(WRITTEN PROBLEM): Reproduce the stretch of items from the line containing "task: give the outline of each instance of the red" through the line containing "[[[384,164],[691,142],[690,17],[687,0],[3,0],[0,163]]]", keeping every line, including the requests, but multiply each vertex coordinate in the outlines by 2.2 and round it to a whole number, with halves rounded up.

-- start EXERCISE MATERIAL --

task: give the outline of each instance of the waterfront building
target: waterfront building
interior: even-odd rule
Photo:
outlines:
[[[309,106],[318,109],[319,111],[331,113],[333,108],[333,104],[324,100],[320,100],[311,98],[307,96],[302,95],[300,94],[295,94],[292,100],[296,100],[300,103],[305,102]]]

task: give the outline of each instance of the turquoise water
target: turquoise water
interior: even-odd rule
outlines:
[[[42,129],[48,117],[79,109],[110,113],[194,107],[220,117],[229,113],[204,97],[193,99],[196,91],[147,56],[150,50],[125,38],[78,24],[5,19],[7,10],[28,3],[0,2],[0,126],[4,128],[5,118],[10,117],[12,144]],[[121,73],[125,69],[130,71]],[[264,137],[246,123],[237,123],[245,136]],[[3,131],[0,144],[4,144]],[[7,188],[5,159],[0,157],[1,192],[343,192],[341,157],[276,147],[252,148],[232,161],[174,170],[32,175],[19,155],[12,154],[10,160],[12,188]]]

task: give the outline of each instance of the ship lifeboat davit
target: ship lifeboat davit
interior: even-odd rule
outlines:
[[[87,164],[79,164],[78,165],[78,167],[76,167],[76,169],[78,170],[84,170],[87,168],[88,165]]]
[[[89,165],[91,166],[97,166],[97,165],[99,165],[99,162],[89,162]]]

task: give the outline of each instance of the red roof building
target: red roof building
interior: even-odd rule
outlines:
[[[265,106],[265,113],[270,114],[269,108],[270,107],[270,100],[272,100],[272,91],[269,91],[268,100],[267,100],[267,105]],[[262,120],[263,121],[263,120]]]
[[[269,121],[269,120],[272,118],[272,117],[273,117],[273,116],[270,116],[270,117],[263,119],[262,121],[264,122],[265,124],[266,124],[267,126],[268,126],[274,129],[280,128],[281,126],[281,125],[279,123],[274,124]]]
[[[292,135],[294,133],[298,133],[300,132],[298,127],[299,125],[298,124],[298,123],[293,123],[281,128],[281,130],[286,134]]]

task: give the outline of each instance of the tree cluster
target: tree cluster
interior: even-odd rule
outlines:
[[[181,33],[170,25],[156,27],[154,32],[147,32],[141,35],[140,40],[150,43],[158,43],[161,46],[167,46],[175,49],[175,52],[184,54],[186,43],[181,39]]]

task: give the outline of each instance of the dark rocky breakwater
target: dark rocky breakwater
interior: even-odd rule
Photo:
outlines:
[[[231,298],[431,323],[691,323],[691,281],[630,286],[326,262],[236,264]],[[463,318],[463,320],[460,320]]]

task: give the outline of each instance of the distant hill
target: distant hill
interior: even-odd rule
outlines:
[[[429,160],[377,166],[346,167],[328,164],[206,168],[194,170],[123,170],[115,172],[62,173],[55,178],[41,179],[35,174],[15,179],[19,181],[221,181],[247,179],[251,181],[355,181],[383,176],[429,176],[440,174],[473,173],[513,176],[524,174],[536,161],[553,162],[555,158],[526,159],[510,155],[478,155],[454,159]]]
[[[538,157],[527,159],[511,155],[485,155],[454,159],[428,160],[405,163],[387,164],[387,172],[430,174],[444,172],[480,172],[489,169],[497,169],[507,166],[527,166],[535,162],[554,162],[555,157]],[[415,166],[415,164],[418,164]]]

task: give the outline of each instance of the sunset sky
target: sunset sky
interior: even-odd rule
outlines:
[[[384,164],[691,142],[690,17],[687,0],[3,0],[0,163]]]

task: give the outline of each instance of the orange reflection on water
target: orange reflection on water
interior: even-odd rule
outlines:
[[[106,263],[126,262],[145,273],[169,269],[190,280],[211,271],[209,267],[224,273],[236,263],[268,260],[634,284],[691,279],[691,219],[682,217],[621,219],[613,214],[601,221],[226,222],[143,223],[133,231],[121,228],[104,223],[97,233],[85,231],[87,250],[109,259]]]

-- end EXERCISE MATERIAL --

(SOLUTION TO THIS TASK):
task: give the outline of each instance of the red roof building
target: red roof building
interior: even-odd rule
outlines:
[[[583,233],[583,249],[594,251],[592,238],[594,235],[594,220],[598,220],[598,200],[592,200],[590,220],[587,220],[587,231]],[[576,264],[579,266],[579,264]]]
[[[592,266],[592,264],[598,260],[598,257],[601,257],[601,255],[594,255],[594,257],[579,262],[576,266],[581,268],[583,273],[585,273],[587,277],[590,277],[603,284],[616,282],[618,277],[618,275],[614,271],[603,273]]]
[[[642,297],[647,293],[656,293],[660,290],[656,279],[658,275],[656,273],[656,271],[645,271],[618,282],[618,286],[629,295]]]

task: give the outline of each instance of the tree cluster
target: tree cluster
interior: even-odd rule
outlines:
[[[398,73],[374,55],[343,59],[339,70],[323,70],[310,77],[308,88],[330,95],[348,95],[354,101],[367,101],[385,108],[385,114],[405,119],[409,95],[398,86]]]

task: give the outline of each instance of the dark rocky breakwater
target: dark rocky breakwater
interior: even-odd rule
Photo:
outlines:
[[[508,656],[948,711],[1520,711],[1520,618],[1386,629],[717,576],[519,581]],[[1019,700],[1019,704],[1012,704]]]

task: give the outline of each instance of the distant hill
target: distant hill
interior: even-odd rule
outlines:
[[[944,352],[829,365],[761,367],[722,361],[453,370],[427,374],[271,374],[253,378],[136,381],[121,392],[90,394],[77,383],[33,394],[42,398],[486,398],[543,394],[552,398],[781,398],[843,387],[944,387],[968,383],[1041,381],[1129,387],[1153,383],[1179,354],[1217,356],[1221,348],[1157,350],[1122,341],[1052,341],[999,350]]]
[[[1184,345],[1159,350],[1124,341],[1067,341],[999,350],[942,352],[891,359],[851,361],[851,378],[946,383],[977,378],[1056,378],[1076,372],[1093,372],[1115,365],[1159,365],[1177,356],[1219,356],[1221,345]],[[913,365],[913,361],[920,361]]]

task: give the outline of each instance of the sunset sky
target: sunset sky
interior: even-odd rule
outlines:
[[[845,361],[1520,312],[1518,37],[1511,0],[7,0],[0,359]]]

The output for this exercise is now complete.